RECORD EXTRACTS
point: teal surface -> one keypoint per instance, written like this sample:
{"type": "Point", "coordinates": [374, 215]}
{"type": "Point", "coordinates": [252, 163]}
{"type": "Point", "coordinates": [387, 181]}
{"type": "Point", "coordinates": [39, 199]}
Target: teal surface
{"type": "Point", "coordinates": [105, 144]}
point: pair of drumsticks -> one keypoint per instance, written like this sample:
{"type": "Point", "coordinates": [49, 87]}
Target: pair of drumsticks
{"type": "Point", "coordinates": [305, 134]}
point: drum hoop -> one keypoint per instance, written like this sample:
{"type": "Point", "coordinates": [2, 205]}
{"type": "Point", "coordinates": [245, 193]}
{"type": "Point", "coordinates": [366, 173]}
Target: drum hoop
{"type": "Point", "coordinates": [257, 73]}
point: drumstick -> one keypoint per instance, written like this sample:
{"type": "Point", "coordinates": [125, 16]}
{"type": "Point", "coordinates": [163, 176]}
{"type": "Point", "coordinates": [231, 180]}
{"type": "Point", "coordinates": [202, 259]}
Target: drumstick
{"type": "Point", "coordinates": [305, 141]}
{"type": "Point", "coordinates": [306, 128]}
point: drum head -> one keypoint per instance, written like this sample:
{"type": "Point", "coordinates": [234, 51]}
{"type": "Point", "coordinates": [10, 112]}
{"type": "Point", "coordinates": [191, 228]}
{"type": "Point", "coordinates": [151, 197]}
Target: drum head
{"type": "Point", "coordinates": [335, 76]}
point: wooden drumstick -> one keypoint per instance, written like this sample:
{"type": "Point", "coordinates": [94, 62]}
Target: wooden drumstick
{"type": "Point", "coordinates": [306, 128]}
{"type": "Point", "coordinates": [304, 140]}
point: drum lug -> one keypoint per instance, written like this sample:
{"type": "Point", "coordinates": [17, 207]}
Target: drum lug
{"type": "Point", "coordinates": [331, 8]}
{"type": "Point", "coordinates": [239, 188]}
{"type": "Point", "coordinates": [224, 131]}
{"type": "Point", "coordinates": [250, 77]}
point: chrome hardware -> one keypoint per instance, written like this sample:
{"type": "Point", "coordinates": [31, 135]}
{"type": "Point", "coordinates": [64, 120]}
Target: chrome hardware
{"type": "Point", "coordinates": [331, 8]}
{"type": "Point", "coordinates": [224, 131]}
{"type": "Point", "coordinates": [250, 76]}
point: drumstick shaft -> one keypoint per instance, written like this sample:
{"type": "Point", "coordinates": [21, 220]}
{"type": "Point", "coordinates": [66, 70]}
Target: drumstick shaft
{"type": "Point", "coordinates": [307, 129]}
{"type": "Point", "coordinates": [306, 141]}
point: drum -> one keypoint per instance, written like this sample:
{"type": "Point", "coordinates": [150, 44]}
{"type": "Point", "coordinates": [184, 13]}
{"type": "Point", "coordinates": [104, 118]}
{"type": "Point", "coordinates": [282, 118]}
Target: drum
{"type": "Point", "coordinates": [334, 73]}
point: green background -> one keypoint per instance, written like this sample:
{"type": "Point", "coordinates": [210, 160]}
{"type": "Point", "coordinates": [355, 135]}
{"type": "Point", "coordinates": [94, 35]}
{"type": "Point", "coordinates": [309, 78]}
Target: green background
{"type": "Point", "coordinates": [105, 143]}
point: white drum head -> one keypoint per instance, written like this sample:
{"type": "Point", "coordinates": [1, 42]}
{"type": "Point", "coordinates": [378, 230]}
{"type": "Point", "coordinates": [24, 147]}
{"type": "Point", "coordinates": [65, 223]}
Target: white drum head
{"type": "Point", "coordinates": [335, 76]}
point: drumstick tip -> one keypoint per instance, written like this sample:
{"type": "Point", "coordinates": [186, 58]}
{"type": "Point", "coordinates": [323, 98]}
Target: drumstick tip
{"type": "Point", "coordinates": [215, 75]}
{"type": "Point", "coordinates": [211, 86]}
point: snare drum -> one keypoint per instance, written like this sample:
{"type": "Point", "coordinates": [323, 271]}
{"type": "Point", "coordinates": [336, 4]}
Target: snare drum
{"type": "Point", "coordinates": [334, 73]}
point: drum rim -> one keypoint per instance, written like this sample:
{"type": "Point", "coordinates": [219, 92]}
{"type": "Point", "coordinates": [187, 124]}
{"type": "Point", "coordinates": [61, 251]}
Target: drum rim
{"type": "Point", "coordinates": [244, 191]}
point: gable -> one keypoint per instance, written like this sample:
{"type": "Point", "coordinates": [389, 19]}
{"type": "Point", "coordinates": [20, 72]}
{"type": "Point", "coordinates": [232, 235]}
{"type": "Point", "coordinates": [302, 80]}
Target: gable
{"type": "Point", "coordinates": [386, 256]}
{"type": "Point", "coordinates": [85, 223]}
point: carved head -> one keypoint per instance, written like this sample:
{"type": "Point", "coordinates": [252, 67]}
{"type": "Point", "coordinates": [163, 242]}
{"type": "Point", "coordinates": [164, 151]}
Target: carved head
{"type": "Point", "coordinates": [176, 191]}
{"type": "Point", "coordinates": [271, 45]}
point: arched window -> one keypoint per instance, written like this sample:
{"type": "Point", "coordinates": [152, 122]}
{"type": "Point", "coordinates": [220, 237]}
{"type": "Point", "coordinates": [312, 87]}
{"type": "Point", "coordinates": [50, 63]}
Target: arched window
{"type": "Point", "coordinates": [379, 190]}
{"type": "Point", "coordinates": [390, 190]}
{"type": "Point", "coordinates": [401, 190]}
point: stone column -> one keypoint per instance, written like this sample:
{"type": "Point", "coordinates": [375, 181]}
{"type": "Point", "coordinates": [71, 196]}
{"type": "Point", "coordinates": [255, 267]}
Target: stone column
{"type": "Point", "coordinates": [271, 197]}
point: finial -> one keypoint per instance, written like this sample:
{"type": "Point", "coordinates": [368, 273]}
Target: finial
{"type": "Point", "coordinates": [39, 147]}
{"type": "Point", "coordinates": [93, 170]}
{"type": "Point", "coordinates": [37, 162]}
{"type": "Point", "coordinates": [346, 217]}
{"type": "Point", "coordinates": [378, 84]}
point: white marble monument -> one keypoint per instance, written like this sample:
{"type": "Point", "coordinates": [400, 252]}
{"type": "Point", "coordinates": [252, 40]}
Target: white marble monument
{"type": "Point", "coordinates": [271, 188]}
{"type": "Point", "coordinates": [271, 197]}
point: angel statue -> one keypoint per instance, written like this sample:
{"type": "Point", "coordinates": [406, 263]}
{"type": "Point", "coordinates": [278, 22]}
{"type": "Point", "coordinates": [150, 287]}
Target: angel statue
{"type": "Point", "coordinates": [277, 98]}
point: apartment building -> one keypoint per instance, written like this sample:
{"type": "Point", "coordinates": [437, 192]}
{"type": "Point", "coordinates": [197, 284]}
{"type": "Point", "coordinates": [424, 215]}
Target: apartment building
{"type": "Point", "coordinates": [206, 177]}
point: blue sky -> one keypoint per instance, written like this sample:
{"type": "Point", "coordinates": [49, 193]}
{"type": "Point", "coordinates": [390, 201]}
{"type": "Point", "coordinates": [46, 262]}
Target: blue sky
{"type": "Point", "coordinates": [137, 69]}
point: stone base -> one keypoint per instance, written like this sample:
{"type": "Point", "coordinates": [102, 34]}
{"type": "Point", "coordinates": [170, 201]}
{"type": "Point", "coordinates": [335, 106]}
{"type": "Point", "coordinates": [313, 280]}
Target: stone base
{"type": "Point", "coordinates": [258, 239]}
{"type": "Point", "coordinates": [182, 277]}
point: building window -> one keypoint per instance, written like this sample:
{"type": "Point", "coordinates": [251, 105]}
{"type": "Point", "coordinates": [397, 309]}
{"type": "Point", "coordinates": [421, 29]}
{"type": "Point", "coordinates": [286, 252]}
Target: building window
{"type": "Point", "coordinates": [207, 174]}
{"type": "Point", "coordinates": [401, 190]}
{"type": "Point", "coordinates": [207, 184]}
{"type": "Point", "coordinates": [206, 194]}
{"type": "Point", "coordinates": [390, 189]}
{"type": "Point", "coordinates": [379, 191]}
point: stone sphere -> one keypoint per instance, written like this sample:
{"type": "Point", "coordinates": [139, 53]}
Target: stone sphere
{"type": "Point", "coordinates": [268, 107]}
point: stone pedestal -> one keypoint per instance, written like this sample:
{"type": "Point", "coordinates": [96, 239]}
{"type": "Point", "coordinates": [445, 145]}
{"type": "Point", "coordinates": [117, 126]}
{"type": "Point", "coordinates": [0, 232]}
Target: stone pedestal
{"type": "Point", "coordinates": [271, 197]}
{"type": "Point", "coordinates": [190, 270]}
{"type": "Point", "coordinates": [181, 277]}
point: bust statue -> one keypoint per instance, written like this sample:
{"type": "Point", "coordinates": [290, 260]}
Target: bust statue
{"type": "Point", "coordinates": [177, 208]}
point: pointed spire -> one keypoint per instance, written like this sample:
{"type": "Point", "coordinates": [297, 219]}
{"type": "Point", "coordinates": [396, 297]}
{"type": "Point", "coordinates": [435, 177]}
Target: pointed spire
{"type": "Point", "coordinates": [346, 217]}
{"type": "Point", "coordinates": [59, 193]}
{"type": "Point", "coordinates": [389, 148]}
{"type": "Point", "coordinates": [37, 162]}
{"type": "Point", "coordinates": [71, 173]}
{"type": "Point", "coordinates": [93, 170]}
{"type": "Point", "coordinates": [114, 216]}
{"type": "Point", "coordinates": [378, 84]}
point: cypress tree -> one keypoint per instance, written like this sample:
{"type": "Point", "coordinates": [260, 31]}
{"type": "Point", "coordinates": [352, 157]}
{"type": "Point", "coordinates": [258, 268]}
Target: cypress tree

EXERCISE DESCRIPTION
Starting with the line that contains "point: cypress tree" and going on through the end of the records, arrange those lines as a numbered list and leave out any blank lines.

RESULT
1. point: cypress tree -> one keypoint per instance, written like this sample:
2. {"type": "Point", "coordinates": [260, 31]}
3. {"type": "Point", "coordinates": [352, 157]}
4. {"type": "Point", "coordinates": [258, 268]}
5. Target: cypress tree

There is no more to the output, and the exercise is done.